• **Work order**
Decide whether each statement agrees with the article on mammogram screening ages: (a) the new ACS guidelines say women at average risk should begin yearly screenings at age 45; (b) the American College of Radiology suggests starting at age 45; (c) the AP story says mammograms reduce the risk of dying from breast cancer by as much as 50 percent. Answer yes or no for each, and quote the words from the article that decide it.

• **Given passage**
════════

Friday, October 23, 2015

Screenings urged at age 45 rather than 40

American Cancer Society suggests women start getting mammograms at a later age


Mammograms: At what age to begin?

The American Cancer Society has done an about-face on mammogram screenings by recommending women get less testing.

In new guidelines released Oct. 20, the ACS, the nation's largest cancer charity and previously the main advocate for those screenings, said women at average risk of breast cancer should begin yearly screenings at age 45.

That's "five years later than it had previously recommended," the Associated Press noted.

By age 55,  the AP paraphrased the new guidelines, because the cancers "tend to grow more slowly after menopause," women should be screened only every other year if they're healthy and expect to live another 10 years. 

That conclusion stems from the notion that if women have a life expectancy of less than a decade, they're then apt to die with breast cancer, not from it.
Breast screenings: Still controversial.

If adopted as policy in the United States, the new practice would result in a major shift from the aggressive screenings that had been standard since the 1990s.

The action puts the ACS more in line with many other organizations (excluding the American College of Radiology, which still suggests starting at age 40). 

According to The New York Times, the National Comprehensive Cancer Network, an alliance of prominent cancer centers, all "recommends mammograms every year starting at age 40" — and the America College of Obstetricians and Gynecologists suggests them every year or two from age 40 to 50 and every other year after that.

As the cliché goes, ya pays yer money and takes yer choice.

But some skeptics, including me, think the medical profession is being unduly lobbied and influenced by big insurance companies that simply don't want to pay for the tests.

Those advocating the later start maintain, however, that the chief reasons are women's changing risk as they age and a growing concern some mammograms may produce more harm than benefit (because of "false positive" results that could lad to unnecessary follow-up tests, including invasive biopsies).

Still, according to the AP story, mammograms actually "reduce the risk of dying from breast cancer by as little as 15 percent to as much as 40 percent."

Another oft-cited issue is over-diagnosis, when screenings find slow-growing cancers that may never imperil life but still may lead to doctors choosing surgery, radiation or other treatments the patients really don't require.

Although some studies claim up the 50 percent of breast cancers don't need to be treated, the ACS has said in the past that the actual number is only between 1 and 10 percent.

════════

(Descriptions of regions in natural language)
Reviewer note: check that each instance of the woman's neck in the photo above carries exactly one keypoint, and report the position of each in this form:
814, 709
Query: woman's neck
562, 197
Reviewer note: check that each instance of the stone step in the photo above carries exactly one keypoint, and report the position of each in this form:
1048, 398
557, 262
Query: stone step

════════

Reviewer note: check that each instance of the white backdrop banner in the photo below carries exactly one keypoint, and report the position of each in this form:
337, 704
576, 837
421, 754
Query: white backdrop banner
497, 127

════════

• **Response area**
(a) Yes: "women at average risk of breast cancer should begin yearly screenings at age 45."
(b) No: "excluding the American College of Radiology, which still suggests starting at age 40"
(c) No: "reduce the risk of dying from breast cancer by as little as 15 percent to as much as 40 percent."